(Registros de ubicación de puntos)
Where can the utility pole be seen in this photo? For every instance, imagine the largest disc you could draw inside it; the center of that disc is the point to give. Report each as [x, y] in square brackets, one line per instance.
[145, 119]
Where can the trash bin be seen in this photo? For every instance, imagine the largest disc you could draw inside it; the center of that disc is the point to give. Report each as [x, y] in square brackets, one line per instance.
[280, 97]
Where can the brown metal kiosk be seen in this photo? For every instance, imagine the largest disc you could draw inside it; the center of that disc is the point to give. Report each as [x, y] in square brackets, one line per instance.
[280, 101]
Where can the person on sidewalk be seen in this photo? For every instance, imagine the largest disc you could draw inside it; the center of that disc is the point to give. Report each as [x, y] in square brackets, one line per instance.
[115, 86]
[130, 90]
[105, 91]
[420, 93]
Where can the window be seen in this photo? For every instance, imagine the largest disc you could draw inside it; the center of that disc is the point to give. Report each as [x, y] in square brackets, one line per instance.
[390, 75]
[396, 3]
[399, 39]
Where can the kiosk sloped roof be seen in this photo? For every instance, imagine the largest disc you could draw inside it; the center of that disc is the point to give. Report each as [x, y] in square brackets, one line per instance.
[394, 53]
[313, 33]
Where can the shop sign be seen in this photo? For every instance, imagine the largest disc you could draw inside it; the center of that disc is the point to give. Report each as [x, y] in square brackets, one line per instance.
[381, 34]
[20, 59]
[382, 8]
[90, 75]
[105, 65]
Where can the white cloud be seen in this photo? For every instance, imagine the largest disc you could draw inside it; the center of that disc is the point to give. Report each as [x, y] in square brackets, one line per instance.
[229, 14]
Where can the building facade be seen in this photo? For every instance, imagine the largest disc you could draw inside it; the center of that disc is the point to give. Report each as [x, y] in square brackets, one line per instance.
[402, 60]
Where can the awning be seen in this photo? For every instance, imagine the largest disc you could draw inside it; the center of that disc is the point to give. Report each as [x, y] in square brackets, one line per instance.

▸ **Indicaciones y requisitos**
Expresa como lista JSON de cadenas el tramo del listado de arriba que comienza en la línea que contiene "Where can the brown" y llega hasta el final del listado, incluidos ambos extremos. Usa una cadena por cada línea y omite las líneas en blanco.

▸ **Resultado final**
[
  "Where can the brown metal kiosk be seen in this photo? For every instance, imagine the largest disc you could draw inside it; the center of that disc is the point to give. Report each as [x, y] in square brackets, one line per instance.",
  "[280, 101]",
  "Where can the person on sidewalk be seen in this photo? For every instance, imagine the largest disc you could draw inside it; the center of that disc is the point to give. Report each as [x, y] in square brackets, one line per instance.",
  "[115, 86]",
  "[130, 90]",
  "[105, 91]",
  "[420, 93]",
  "Where can the window be seen in this photo? For every instance, imagine the largest disc you could draw inside it; the center of that disc is the point to give. Report each as [x, y] in square brackets, one line per instance.",
  "[390, 75]",
  "[396, 3]",
  "[399, 39]",
  "Where can the kiosk sloped roof be seen in this photo? For every instance, imagine the largest disc you could draw inside it; the center of that disc is the point to give. Report each as [x, y] in square brackets, one line per instance.",
  "[394, 53]",
  "[313, 33]",
  "Where can the shop sign be seen in this photo? For every instance, imagine the largest disc you could draw inside it; the center of that disc is the point to give. Report each as [x, y] in square brackets, one line per instance.",
  "[381, 34]",
  "[20, 59]",
  "[382, 8]",
  "[90, 75]",
  "[105, 65]",
  "Where can the white cloud be seen in this photo? For every instance, imagine the largest disc you could draw inside it; the center of that disc is the point to give. Report each as [x, y] in square brackets, one line per instance.",
  "[229, 14]",
  "Where can the building facade be seen in this photo? For every instance, imagine the largest disc you could draw inside it; the center of that disc is the point to give. Report each as [x, y] in square brackets, one line per instance.",
  "[402, 60]",
  "Where can the awning be seen in this photo? For every instance, imagine the largest disc you could draw inside it; the center of that disc is the point to give. Report each as [x, y] in square brackets, one line per instance."
]